• _Check your understanding_
A – According to the article on refuting psychological junk science, which kind of workers' compensation claim do not all states allow?
B – Reproduce everything in the article on refuting psychological junk science from "An Effective Tool" down to "on this below).".
C – Carry on the article on refuting psychological junk science from its last sentence.

• _Selected extract_

※ ※ ※

Refuting Psychological “Junk Science”

DMEC Staff@Work

An Effective Tool in Court: Refuting Psychological “Junk Science”

Refuting Psychological Junk ScienceBy Pamela Warren, PhD

Co-Head of Mental Health Treatment Guidelines Panel
American College of Occupational & Environmental Medicine

The federal and state workers’ compensation (WC) systems contain a great deal of imprecision that makes psychological claims difficult and unpredictable. Employers can eliminate some of these challenges by applying current psychological standards of care for treatment and when claims are litigated.

WC systems have many pitfalls to avoid. First, each has its unique rules, regulations, and laws pertaining to workplace injuries. This creates considerable variation in what is an allowable workplace psychological injury; not all states allow WC psychological injury claims (more on this below).

※ ※ ※

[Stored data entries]
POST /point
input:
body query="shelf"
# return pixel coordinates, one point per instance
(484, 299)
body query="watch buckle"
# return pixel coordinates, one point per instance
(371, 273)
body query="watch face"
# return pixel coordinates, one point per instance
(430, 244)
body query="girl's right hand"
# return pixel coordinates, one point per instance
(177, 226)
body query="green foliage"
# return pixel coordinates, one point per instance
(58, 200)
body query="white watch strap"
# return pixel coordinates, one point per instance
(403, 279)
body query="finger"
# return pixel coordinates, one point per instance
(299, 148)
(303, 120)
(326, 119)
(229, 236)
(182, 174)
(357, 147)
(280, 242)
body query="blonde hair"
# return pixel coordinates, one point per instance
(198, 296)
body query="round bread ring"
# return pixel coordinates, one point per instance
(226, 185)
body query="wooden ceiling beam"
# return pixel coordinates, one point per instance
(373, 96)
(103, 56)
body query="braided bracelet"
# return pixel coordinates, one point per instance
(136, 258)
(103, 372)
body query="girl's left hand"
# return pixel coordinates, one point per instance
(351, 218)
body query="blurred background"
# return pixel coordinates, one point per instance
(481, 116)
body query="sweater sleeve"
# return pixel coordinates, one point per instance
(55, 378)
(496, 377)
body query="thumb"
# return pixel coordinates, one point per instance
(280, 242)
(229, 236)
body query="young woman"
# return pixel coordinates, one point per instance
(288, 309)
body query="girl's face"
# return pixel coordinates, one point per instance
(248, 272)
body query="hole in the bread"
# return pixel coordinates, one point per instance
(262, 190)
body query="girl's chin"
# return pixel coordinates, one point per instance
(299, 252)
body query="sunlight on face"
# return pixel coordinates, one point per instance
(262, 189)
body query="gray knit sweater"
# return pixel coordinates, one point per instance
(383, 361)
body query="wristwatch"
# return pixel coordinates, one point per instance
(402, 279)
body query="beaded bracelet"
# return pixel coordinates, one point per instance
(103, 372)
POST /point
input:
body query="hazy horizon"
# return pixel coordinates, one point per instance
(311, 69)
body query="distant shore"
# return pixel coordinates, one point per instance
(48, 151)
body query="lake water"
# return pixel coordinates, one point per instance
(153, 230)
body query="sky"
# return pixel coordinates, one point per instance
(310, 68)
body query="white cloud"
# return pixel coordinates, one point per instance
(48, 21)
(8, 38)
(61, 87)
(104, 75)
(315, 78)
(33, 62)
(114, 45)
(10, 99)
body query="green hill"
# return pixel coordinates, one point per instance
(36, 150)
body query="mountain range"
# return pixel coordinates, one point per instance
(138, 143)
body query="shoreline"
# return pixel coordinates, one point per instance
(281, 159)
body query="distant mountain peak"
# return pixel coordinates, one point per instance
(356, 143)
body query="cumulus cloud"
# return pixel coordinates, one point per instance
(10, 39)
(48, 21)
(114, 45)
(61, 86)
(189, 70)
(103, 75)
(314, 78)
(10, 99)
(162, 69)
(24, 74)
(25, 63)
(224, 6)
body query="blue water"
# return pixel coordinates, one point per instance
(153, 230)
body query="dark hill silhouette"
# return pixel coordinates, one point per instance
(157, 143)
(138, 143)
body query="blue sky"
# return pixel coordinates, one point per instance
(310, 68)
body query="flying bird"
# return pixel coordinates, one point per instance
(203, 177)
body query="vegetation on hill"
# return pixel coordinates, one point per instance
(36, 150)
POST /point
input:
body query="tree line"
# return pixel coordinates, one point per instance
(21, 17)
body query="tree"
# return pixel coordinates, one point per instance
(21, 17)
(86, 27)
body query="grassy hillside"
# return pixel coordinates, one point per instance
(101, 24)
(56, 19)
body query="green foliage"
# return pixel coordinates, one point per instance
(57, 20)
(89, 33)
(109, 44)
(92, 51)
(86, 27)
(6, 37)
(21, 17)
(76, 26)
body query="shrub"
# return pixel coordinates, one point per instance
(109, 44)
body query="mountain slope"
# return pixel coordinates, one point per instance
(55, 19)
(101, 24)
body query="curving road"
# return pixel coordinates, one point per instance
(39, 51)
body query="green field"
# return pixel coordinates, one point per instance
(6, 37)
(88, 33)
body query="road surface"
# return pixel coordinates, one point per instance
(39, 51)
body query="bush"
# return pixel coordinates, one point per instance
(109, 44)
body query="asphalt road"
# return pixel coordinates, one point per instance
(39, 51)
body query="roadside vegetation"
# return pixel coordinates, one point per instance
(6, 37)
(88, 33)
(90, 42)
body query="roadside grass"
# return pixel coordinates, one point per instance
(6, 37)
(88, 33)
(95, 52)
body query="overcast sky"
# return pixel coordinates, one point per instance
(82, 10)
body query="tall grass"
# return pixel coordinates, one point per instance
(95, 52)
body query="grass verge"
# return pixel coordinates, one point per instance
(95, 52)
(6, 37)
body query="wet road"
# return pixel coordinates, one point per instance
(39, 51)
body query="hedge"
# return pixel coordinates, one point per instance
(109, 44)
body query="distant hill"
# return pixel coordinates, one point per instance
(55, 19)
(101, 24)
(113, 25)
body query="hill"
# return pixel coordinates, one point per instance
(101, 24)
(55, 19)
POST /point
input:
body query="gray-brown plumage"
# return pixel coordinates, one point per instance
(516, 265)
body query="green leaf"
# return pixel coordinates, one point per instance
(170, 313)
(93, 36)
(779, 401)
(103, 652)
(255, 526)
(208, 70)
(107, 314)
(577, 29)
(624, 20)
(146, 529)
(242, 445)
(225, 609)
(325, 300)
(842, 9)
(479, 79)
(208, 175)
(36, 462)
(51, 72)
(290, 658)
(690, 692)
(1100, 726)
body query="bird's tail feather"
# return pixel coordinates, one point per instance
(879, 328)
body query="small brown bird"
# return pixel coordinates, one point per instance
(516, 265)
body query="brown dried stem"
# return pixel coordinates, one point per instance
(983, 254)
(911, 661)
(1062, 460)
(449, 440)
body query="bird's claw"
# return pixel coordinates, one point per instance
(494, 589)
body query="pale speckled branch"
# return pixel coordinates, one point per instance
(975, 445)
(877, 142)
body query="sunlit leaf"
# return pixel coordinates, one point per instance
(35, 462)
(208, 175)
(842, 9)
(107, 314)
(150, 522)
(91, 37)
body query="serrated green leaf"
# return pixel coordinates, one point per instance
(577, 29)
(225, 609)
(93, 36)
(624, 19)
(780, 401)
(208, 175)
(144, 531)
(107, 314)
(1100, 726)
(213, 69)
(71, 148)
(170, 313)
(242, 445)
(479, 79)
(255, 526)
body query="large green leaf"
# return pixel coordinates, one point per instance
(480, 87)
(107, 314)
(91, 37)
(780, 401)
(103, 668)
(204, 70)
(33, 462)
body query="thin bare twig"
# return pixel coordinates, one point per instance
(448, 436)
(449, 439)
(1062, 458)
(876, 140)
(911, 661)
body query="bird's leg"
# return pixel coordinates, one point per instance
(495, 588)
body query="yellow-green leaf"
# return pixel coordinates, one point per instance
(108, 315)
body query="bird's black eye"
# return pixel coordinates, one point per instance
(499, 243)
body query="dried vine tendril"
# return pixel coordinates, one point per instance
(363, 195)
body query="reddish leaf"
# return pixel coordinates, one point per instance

※ ※ ※

• _Task answers_
A – Not all states allow workers' compensation psychological injury claims.

B –
An Effective Tool in Court: Refuting Psychological “Junk Science”

Refuting Psychological Junk ScienceBy Pamela Warren, PhD

Co-Head of Mental Health Treatment Guidelines Panel
American College of Occupational & Environmental Medicine

The federal and state workers’ compensation (WC) systems contain a great deal of imprecision that makes psychological claims difficult and unpredictable. Employers can eliminate some of these challenges by applying current psychological standards of care for treatment and when claims are litigated.

WC systems have many pitfalls to avoid. First, each has its unique rules, regulations, and laws pertaining to workplace injuries. This creates considerable variation in what is an allowable workplace psychological injury; not all states allow WC psychological injury claims (more on this below).

C –
Second, WC systems don’t require accurate and current psychological diagnoses relating to a workplace psychological injury. For example, states that allow WC psychological claims frequently refer to “depression,” a nonmedical term that lacks specific diagnostic criteria. Instead, “major depressive disorder” is a recognized diagnosis with specific criteria that can be applied to a person.

Third, WC systems do not require the submission of supporting documentation that meets the current psychological and psychiatric standards of care. Thus, WC systems frequently are at odds with these professional standards.